#### [What is required]
Reproduce every line of the material below verbatim, leaving out the pictures.

#### [Data shown]
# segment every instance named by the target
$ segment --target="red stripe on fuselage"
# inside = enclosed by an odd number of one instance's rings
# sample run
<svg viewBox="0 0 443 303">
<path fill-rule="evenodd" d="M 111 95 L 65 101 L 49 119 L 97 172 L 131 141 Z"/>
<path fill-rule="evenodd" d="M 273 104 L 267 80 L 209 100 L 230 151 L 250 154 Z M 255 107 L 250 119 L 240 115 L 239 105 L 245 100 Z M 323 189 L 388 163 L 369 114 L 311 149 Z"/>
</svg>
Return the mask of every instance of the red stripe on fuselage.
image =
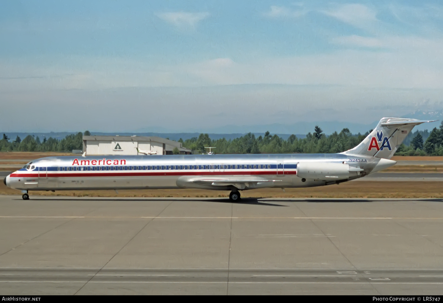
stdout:
<svg viewBox="0 0 443 303">
<path fill-rule="evenodd" d="M 279 171 L 277 174 L 276 171 L 189 171 L 182 172 L 179 171 L 167 171 L 163 172 L 162 171 L 157 171 L 155 172 L 140 171 L 136 172 L 118 172 L 107 171 L 97 171 L 93 172 L 85 171 L 83 172 L 75 172 L 74 173 L 57 172 L 48 174 L 40 174 L 40 178 L 66 178 L 66 177 L 139 177 L 151 176 L 225 176 L 233 175 L 296 175 L 297 171 L 286 171 L 284 172 Z M 39 178 L 39 174 L 11 174 L 10 176 L 12 178 Z"/>
</svg>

#### [Response to the exercise]
# segment every instance named by the target
$ segment --target="red stripe on fuselage"
# inside = enclosed by an odd number of one instance's rings
# sample run
<svg viewBox="0 0 443 303">
<path fill-rule="evenodd" d="M 111 95 L 65 101 L 49 119 L 97 172 L 131 141 Z"/>
<path fill-rule="evenodd" d="M 273 104 L 267 80 L 209 100 L 230 151 L 250 154 Z M 255 107 L 250 119 L 240 115 L 239 105 L 245 100 Z M 323 189 L 388 163 L 369 114 L 311 149 Z"/>
</svg>
Return the mask of every instance of the red stripe on fuselage.
image =
stdout:
<svg viewBox="0 0 443 303">
<path fill-rule="evenodd" d="M 279 171 L 277 174 L 276 171 L 189 171 L 182 172 L 179 171 L 167 171 L 163 172 L 162 171 L 157 171 L 155 172 L 140 171 L 136 172 L 118 172 L 107 171 L 97 171 L 93 172 L 85 171 L 83 172 L 75 172 L 74 173 L 57 172 L 48 174 L 40 174 L 40 178 L 66 178 L 66 177 L 139 177 L 151 176 L 225 176 L 233 175 L 296 175 L 297 171 L 286 171 L 284 172 Z M 39 178 L 39 174 L 11 174 L 10 176 L 12 178 Z"/>
</svg>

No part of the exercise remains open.